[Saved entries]
------
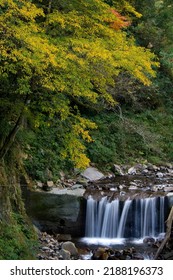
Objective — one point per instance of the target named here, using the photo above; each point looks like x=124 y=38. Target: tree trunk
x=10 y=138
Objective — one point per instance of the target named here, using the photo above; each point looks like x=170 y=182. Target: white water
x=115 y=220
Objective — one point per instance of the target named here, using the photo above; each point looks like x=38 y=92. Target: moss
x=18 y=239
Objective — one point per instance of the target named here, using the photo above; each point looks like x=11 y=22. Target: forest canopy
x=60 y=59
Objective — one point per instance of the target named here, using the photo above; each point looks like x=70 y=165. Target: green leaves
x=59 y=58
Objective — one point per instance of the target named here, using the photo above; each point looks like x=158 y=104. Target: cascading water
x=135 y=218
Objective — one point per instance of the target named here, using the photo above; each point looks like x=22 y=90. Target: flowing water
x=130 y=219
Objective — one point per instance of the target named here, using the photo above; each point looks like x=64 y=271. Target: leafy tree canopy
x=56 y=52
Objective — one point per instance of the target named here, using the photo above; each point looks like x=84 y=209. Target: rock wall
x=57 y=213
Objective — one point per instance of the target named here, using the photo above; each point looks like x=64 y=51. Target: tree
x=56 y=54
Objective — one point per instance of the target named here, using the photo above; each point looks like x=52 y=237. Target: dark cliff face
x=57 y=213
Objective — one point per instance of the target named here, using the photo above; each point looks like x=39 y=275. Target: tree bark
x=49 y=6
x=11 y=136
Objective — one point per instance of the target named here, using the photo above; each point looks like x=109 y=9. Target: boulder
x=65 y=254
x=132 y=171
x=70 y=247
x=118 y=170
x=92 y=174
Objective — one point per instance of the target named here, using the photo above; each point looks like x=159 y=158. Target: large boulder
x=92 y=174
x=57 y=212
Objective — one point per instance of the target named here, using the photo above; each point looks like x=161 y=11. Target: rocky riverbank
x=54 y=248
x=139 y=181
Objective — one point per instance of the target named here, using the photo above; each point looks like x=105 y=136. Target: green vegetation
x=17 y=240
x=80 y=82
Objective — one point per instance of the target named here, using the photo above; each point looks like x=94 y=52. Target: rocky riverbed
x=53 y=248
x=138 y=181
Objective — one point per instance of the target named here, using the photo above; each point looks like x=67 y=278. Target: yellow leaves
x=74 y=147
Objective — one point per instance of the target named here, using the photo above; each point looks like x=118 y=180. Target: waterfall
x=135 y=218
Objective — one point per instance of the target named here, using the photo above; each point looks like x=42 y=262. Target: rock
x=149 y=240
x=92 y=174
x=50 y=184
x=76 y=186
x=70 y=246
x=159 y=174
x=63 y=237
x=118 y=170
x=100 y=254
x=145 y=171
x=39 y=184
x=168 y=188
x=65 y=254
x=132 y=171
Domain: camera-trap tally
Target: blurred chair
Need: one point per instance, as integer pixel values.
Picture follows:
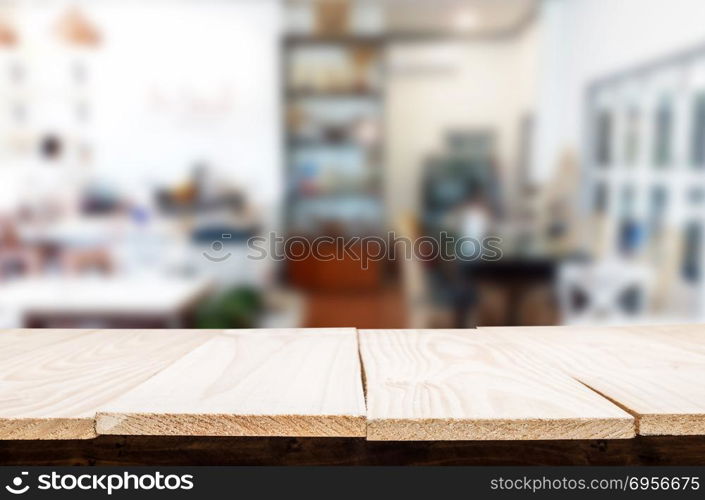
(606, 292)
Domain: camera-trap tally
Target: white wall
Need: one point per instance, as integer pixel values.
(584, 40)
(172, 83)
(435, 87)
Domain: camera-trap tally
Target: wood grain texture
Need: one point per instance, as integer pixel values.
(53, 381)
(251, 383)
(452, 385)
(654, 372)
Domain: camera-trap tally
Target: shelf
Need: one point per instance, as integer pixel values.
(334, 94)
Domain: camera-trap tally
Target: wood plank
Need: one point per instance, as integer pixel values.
------
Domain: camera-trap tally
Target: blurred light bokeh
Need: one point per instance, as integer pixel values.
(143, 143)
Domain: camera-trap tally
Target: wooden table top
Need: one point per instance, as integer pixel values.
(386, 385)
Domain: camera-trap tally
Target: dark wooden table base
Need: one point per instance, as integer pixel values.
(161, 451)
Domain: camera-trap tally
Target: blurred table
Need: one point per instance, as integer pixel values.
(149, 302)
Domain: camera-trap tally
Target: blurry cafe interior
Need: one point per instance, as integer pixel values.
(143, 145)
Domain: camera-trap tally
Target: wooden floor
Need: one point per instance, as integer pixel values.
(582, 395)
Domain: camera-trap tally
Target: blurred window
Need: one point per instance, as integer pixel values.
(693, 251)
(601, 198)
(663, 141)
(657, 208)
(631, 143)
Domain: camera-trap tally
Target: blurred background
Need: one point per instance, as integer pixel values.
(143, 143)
------
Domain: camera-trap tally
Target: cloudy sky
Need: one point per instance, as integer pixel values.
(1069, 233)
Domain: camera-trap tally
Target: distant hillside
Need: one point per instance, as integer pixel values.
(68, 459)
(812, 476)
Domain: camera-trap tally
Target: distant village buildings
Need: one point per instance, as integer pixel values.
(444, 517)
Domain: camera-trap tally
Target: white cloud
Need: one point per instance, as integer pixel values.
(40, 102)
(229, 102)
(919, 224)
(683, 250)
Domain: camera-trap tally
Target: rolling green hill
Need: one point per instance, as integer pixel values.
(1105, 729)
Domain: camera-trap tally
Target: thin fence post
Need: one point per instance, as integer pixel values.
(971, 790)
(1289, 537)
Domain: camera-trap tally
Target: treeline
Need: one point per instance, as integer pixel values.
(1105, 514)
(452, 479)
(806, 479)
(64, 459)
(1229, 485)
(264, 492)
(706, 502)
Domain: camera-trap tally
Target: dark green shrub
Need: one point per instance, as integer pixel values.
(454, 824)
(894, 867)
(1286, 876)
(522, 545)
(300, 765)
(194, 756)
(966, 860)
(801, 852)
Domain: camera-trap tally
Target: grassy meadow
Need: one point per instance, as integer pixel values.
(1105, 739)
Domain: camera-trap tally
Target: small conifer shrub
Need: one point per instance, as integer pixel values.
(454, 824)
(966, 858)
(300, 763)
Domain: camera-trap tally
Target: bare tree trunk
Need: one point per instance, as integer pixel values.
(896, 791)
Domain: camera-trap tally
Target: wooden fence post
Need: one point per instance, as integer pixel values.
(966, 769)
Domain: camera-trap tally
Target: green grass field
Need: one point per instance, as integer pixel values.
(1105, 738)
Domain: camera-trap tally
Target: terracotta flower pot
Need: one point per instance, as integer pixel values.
------
** WORK INSTRUCTIONS **
Copy each line of the records containing the string "fence".

** EXPECTED ANSWER **
Target: thin fence post
Target: wooden fence post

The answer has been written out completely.